**Supplied passage**
##############################

- Occupation of Coxim: Part of the Mato Grosso campaign
| Date | 24–25 April 1865 |
| Location | Coxim, Mato Grosso do Sul, Brazil18°30′25″S 54°45′36″W﻿ / ﻿18.50694°S 54.76000°W |
| Result | Paraguayan victory |

Belligerents
- Paraguay: Empire of Brazil

Commanders and leaders
- Francisco Isidoro Resquín: Antônio Pedro dos Santos

Strength
- 300 soldiers: 7 soldiers (local garrison)

Casualties and losses
- None: Unknown, if any

= Occupation of Coxim =

The Occupation of Coxim, also known as the Battle of Coxim, was a Paraguayan military operation led by Colonel Francisco Isidoro Resquín that resulted in the capture of the village of Coxim, now Mato Grosso do Sul, during the Paraguayan War. Colonel Resquín detached 300 soldiers and some cannons from Miranda, the base camp for the invaders, and headed for the village. The column advanced on horseback and encountered great difficulties in the 120 kilometers of almost impassable terrain. On April 24, 1865, Resquín's column reached the village and found it almost abandoned. Coxim's defense was in charge of only 7 Brazilian soldiers under the command of retired captain Antônio Pedro dos Santos. The fight was fast and without casualties on the Paraguayan side. The Brazilians withdrew to Cuiabá and the invaders looted and burned the village. On their return march, Paraguayan troops lost 50 soldiers to diseases and injuries from the march.

##############################

**Given information**

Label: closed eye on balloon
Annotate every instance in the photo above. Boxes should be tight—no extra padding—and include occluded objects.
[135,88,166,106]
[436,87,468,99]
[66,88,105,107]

##############################

**What to produce**
Print the passage on the Occupation of Coxim starting at "Belligerents" and ending at "soldiers (local garrison)".

**Result of this task**
Belligerents
- Paraguay: Empire of Brazil

Commanders and leaders
- Francisco Isidoro Resquín: Antônio Pedro dos Santos

Strength
- 300 soldiers: 7 soldiers (local garrison)